Work item :: Continue the family blog text about Amelie below, picking up right after its last line.

Given text ::
· · · · ·

For some reason the idea of just 2 weeks until court keeps giving me huge butterflies, and I can't stop flailing my arms and jumping up and down! Just 14 days...WoW!!! In this busy family, weeks go by so, so fast. The day will be here before we know it!

ALSO- Amelie turned 9 months old today! Sky and Andrew seemed very excited about that, and we should be getting a photo & measurement update on her any day now.

As a side note: Mama Dezutti wrote and informed several families that today was the day she and another parent are taking pictures and video of our kids at Le Toukoul! It warms our hearts to know she has already met Amelie and interacted with her. With the time difference it all happened as we slept last night. We'll see all of it when Meg returns in mid-July...Thank you, Meg!

Double Birthdays

Sky was so sweet this morning about Amelie. He was asking exactly when she's coming home, and when he realized we'd be able to celebrate her birthday (September 30th) he hatched a fun plan. He said "I want to share my birthday party with Amelie." His birthday is four days earlier (September 26th). He said "Mom, let's have a double-party for her and I, and we can even have a cake with both of our names on it- it could say 'Happy Birthday Sky & Amelie' and one end could have 8 candles, and the other end just 1. And on Amelie's end we could have some baby things, and on my end we could have some hotwheels. I will help her open her presents." He was giddy, and jumping up and down with complete excitement. He might have a very good idea!

Monday, June 29, 2009

Gifts

We had to do a little shout out regarding a gift for Amelie from the Raja family! I was very touched because it's one of the first gifts we've received for her (after Grammy Lin's doll). The Raja family includes Deb, Pankaj, and their son Samedh. Little Samedh will be four in September and lived at Bal Vikas in Mumbai at the same time that Andrew was there. He's as cute as a button! It was so wonderful seeing them at the reunion again this year, and we want to say a big "Thank You" for Amelie's new things. Honestly, we are so unprepared when it comes to the basic things like plates and sippy cups....it's a big help!

Life Is Good...No, It's Marvelous!

· · · · ·

[Dataset entries]

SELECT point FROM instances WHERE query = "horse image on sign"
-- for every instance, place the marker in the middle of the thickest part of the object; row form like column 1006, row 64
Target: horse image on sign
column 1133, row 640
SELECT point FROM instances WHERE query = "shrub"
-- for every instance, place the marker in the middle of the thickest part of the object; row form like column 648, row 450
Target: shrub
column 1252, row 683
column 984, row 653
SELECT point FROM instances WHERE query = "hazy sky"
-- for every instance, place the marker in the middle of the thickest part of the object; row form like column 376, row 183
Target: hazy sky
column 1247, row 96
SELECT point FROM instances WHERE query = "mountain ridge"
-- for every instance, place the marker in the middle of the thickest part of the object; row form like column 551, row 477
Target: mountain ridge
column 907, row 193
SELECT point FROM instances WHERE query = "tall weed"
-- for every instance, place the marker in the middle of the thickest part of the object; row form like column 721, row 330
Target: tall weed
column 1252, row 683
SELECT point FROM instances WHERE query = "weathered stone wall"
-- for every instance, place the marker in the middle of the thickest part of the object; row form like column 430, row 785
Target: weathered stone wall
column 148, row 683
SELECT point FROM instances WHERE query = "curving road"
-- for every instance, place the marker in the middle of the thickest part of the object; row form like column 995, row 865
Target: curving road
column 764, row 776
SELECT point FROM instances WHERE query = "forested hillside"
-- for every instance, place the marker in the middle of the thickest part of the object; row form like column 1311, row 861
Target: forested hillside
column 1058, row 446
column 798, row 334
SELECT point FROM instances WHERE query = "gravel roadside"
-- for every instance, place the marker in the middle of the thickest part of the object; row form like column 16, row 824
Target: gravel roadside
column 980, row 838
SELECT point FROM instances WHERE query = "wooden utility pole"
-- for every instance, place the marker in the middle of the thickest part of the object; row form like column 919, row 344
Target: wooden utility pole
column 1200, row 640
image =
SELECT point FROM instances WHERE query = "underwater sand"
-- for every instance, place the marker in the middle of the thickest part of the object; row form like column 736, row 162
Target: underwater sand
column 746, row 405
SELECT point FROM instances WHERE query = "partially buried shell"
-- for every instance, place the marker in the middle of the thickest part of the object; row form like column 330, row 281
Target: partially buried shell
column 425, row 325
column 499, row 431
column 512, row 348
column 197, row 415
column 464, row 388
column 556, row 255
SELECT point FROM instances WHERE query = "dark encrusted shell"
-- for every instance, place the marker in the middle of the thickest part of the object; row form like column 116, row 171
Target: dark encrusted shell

· · · · ·

Output ::
We had another GREAT trip to the Chicago area again this year. It was an exact duplicate of our trip last Summer: visiting with my sister in Lombard for a couple of days, then on to the adoption reunion in Schaumburg for the entire weekend. The kids did amazingly well both on the drive there and back home (Daniel and I were ready for some major problems like we had on our last vacation to Colorado). I'm pretty certain the three factors- 1) larger car/mini-van, 2) Sky's deepened and more trusting attachment to family, and 3) the fact that Andrew is now taking ADD medication have helped immensely. We also had a hand-held electronic game for them which is a major treat in our 'non-video game' household. There was no fighting, yelling, tantruming or any unpleasant dramas. We all really enjoyed one another, and I sense an even greater closeness to our kids after the trip. When we walked into our home last night, Sky very sweetly thanked us for taking them on the vacation.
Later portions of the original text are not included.